## START

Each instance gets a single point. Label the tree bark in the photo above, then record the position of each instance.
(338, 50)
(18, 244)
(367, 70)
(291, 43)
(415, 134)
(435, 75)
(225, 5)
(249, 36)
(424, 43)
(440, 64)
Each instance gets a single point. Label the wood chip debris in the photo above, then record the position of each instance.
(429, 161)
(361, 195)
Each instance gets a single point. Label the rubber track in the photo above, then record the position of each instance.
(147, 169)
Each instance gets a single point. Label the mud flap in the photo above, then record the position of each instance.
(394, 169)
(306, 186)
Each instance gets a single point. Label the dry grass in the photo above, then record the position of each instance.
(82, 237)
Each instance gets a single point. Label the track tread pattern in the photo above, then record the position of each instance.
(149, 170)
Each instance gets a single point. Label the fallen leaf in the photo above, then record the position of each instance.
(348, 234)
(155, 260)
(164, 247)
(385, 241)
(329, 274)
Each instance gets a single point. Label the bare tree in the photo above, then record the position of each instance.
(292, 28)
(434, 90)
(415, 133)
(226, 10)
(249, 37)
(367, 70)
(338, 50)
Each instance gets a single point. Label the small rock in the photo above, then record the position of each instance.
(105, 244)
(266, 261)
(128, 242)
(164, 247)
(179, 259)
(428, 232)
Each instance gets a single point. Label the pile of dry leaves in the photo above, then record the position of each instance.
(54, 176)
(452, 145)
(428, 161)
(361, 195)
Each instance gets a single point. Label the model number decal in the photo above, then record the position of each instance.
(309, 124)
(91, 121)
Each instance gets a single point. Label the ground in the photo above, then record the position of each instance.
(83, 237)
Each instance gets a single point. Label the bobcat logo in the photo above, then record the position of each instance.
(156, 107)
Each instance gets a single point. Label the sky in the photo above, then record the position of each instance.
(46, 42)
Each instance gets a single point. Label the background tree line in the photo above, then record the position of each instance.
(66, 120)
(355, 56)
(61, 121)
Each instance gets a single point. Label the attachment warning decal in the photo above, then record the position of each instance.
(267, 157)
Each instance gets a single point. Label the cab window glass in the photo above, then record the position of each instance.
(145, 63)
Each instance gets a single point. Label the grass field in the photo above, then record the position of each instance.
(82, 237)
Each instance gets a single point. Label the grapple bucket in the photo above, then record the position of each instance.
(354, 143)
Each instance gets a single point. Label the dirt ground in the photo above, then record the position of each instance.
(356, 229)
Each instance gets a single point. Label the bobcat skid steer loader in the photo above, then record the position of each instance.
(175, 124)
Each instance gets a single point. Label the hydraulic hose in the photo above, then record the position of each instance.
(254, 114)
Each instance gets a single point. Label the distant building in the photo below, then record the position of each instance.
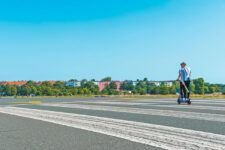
(18, 83)
(169, 84)
(103, 84)
(73, 84)
(159, 83)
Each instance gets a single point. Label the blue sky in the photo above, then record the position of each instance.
(124, 39)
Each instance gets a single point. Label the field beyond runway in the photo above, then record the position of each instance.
(111, 124)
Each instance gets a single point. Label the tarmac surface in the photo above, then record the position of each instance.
(111, 124)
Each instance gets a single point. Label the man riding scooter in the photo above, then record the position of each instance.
(185, 80)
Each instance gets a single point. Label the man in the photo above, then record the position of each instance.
(185, 79)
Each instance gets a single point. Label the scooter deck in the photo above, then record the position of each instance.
(183, 100)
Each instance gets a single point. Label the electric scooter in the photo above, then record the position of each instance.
(184, 100)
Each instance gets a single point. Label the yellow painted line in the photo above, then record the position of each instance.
(30, 102)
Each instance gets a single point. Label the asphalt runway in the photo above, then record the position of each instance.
(111, 124)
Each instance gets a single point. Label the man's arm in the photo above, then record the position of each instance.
(179, 76)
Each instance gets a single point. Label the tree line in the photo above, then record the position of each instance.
(142, 87)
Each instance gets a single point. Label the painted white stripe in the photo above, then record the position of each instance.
(190, 107)
(155, 135)
(153, 105)
(170, 113)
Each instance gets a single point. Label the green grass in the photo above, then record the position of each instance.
(125, 96)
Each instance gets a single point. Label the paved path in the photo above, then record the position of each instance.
(112, 124)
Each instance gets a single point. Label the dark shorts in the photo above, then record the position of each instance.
(183, 92)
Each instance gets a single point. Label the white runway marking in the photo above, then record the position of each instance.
(155, 135)
(169, 113)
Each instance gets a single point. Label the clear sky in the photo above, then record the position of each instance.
(124, 39)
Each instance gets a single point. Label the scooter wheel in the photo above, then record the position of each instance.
(178, 101)
(189, 102)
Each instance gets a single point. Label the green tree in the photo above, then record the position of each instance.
(173, 89)
(164, 90)
(25, 90)
(8, 90)
(223, 93)
(199, 86)
(34, 90)
(212, 89)
(113, 85)
(46, 84)
(14, 90)
(73, 80)
(107, 79)
(206, 89)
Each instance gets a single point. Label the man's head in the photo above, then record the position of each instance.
(183, 64)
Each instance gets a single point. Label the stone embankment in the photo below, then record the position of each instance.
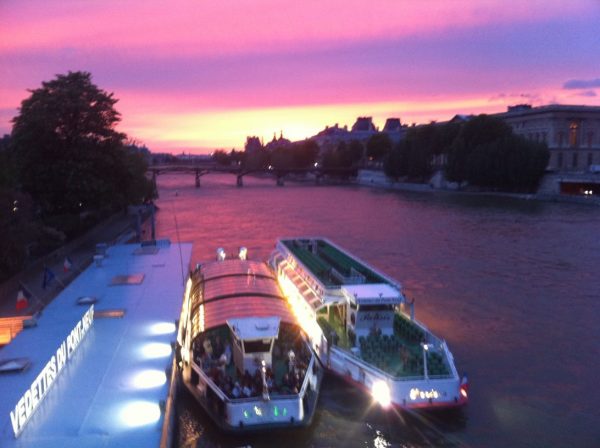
(119, 228)
(549, 189)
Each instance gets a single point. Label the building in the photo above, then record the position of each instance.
(362, 130)
(572, 133)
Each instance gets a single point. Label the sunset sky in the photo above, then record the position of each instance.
(196, 75)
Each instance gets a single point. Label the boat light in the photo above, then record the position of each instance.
(140, 413)
(381, 393)
(162, 328)
(148, 379)
(153, 350)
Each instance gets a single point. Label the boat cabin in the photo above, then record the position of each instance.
(370, 308)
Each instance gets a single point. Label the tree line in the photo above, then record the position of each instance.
(481, 152)
(64, 167)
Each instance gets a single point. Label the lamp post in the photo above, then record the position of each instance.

## END

[Given exercise] All lines from the one containing "Each instance gets a single point. Label the stone" through the end of the entries, both ends included, should be written out exactly, with no pictures.

[Written response]
Each instance gets a single point. Label the stone embankment in the photo below, then record the position of each instance.
(119, 228)
(549, 189)
Each instance gets a single point. Label the building in the photo above, then record the position of each instance.
(362, 130)
(572, 133)
Each instance gets a single point. Label the sunset sky in the photo above, then record the position of each instance.
(196, 75)
Each instance gets a single point. Label the boat light in the photo above, then record the position of each instance.
(140, 413)
(381, 393)
(162, 328)
(148, 379)
(153, 350)
Each instance gets a single point. Label the boat cabin in the photo above, then record the position of each instance.
(370, 308)
Each instance gets a single point. Label the tree line in the photo above, then record the position of each instance.
(481, 152)
(64, 167)
Each instance gets a single point. Label the lamp post in the photo above, then record the position of each instance.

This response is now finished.